**Written exercise**
All records below must be retyped exactly.
....
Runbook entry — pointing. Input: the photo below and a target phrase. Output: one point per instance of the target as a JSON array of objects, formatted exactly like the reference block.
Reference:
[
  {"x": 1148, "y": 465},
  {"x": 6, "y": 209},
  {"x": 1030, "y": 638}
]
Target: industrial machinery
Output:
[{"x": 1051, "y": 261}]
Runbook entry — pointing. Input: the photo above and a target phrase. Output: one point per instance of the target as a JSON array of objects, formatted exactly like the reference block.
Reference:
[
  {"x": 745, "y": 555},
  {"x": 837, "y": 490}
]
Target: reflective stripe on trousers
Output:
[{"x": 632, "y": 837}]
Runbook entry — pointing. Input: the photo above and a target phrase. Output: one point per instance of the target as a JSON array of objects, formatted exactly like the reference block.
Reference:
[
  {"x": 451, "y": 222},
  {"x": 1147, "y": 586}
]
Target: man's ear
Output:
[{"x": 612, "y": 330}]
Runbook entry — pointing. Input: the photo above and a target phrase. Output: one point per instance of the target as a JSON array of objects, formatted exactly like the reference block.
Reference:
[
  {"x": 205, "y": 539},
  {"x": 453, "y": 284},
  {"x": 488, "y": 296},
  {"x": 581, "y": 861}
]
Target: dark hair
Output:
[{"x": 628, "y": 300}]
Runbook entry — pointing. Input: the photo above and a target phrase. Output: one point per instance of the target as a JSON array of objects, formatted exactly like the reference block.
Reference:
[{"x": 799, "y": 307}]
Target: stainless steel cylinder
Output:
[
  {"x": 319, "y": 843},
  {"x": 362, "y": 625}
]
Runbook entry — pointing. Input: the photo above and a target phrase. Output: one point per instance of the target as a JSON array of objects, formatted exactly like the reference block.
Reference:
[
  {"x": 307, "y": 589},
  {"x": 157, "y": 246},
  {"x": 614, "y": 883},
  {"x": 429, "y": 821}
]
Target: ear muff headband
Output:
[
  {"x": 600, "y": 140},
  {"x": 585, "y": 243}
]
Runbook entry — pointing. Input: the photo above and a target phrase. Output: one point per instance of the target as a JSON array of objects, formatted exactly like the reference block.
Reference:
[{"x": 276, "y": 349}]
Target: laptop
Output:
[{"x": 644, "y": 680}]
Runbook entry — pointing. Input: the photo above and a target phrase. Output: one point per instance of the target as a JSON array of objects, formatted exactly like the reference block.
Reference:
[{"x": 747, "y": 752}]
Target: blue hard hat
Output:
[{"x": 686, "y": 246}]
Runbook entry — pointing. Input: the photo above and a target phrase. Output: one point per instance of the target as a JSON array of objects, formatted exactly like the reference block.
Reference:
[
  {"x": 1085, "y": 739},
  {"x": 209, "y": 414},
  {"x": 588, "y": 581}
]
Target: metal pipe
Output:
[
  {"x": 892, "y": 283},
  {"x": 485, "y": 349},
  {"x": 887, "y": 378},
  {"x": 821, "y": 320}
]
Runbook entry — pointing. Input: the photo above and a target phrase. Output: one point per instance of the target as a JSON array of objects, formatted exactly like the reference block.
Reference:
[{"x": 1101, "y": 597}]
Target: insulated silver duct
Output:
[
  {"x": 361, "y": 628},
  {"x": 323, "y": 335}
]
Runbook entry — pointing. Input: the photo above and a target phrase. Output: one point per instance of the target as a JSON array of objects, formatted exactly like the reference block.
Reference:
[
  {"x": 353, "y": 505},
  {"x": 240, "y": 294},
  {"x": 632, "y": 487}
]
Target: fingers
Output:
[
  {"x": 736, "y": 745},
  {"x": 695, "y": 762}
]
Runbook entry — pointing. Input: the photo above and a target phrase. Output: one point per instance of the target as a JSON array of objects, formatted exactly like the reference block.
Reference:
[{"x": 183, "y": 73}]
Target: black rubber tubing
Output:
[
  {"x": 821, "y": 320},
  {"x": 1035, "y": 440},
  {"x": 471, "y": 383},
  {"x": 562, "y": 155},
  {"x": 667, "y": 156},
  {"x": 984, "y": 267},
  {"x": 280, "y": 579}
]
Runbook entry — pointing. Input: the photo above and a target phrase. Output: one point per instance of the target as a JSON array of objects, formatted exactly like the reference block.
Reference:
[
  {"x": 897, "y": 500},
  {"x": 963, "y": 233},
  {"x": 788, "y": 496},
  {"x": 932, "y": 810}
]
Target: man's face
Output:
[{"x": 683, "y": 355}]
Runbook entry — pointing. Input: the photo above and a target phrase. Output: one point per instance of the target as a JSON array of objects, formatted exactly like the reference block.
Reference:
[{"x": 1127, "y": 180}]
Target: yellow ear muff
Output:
....
**Solution below**
Runbook entry — pointing. Input: the photo below and a target phrase. Output: one point per instance of the target as a JSON array of objects, formatted exactly like the reference block.
Reference:
[
  {"x": 1148, "y": 465},
  {"x": 6, "y": 209},
  {"x": 1030, "y": 638}
]
Target: industrial machinery
Output:
[{"x": 1051, "y": 261}]
Runbook entry — pointing. Input: the photo above and a target phrase. Output: one point per instance of the target as a JSON array of objects, formatted exactly like the reference block.
Reference:
[
  {"x": 745, "y": 555},
  {"x": 837, "y": 490}
]
Target: reflective stripe on trousers
Output:
[{"x": 632, "y": 837}]
Runbook entry — pointing. Input: the photo above and a target phrase. Output: one point per instance of the target as a JSON array of objects, formatted exactly like the reference block.
Reference:
[
  {"x": 451, "y": 222},
  {"x": 1147, "y": 586}
]
Target: man's ear
Output:
[{"x": 612, "y": 330}]
Runbook entry — pointing. Input: the photo above and a target phrase. Output: one point per instance of the target as a JSON array of objects, formatted exactly like the reference block.
Reference:
[
  {"x": 205, "y": 539},
  {"x": 453, "y": 284},
  {"x": 488, "y": 296},
  {"x": 581, "y": 861}
]
Target: dark hair
Output:
[{"x": 628, "y": 300}]
Runbook entry — pointing. Input: the photo above and a target phrase. Output: one point per instance of the target as a JSON array of objects, formatted exactly like the reference block.
Reference:
[{"x": 799, "y": 307}]
Target: stainless steel cylinder
Output:
[
  {"x": 319, "y": 843},
  {"x": 362, "y": 625}
]
Runbook entry — pointing. Input: the photo above and a target phrase. Output: one point per instance of the target as a JSON array of objects, formatted exactly like the reference block.
Reference:
[
  {"x": 307, "y": 589},
  {"x": 157, "y": 246},
  {"x": 614, "y": 883},
  {"x": 429, "y": 821}
]
Target: ear muff headband
Output:
[
  {"x": 600, "y": 140},
  {"x": 585, "y": 243}
]
Runbook entry — pointing. Input: the photo above and a target phrase. Output: one point per instance of the target as a JSON array of objects, formatted exactly like the reference block.
Reference:
[{"x": 276, "y": 349}]
Target: laptop
Output:
[{"x": 644, "y": 680}]
Runbook entry — pointing. Input: the photo above and a target phrase. Output: one point per instance of the target as a JSON array of objects, formatted exactly like the reference block.
Reference:
[{"x": 747, "y": 752}]
Target: blue hard hat
Output:
[{"x": 686, "y": 246}]
Runbook entry — pointing. Input: the photo above and a target phrase. Output: one point per instance of the target as a JSON array of objects, formatted exactly like the reference block.
Reference:
[
  {"x": 1085, "y": 739},
  {"x": 209, "y": 414},
  {"x": 588, "y": 581}
]
Target: metal pipe
Output:
[
  {"x": 892, "y": 283},
  {"x": 485, "y": 349},
  {"x": 887, "y": 378},
  {"x": 821, "y": 320}
]
Runbook entry — pointing. Input: the photo above and a target phrase. Output: one point per instance of the target as a JSON array of objects, formatted exactly like the reference block.
Reference:
[{"x": 1101, "y": 597}]
Target: insulated silver duct
Output:
[
  {"x": 361, "y": 628},
  {"x": 323, "y": 335}
]
Runbook entry — pointing. Input: the photo above and a target phrase. Output: one point per instance of the target as a JSON array of objects, formatted exactly like the reference block.
Reference:
[
  {"x": 353, "y": 505},
  {"x": 240, "y": 294},
  {"x": 632, "y": 487}
]
Target: fingers
Output:
[
  {"x": 736, "y": 745},
  {"x": 695, "y": 762}
]
Runbook entry — pointing. Input: the photo above and a target phrase. Output: one point per instance of the target as a JSON array of objects, formatted exactly like the reference block.
Reference:
[{"x": 183, "y": 73}]
Target: black rubber tubing
Output:
[
  {"x": 821, "y": 320},
  {"x": 1035, "y": 440},
  {"x": 471, "y": 383},
  {"x": 562, "y": 155},
  {"x": 667, "y": 156},
  {"x": 984, "y": 267},
  {"x": 280, "y": 579}
]
Runbook entry — pointing. Input: the photo above and a target phrase. Output: one point per instance of the target as a JSON array of objects, formatted exactly like the reference block.
Reference:
[
  {"x": 897, "y": 500},
  {"x": 963, "y": 233},
  {"x": 788, "y": 496},
  {"x": 932, "y": 810}
]
Target: man's face
Output:
[{"x": 683, "y": 355}]
Runbook entry — pointing. Input: the photo above and a target phrase. Output: one point per instance of the target as a JSON array of objects, formatted exactly like the reference block.
Reference:
[{"x": 1127, "y": 180}]
Target: yellow ear muff
Output:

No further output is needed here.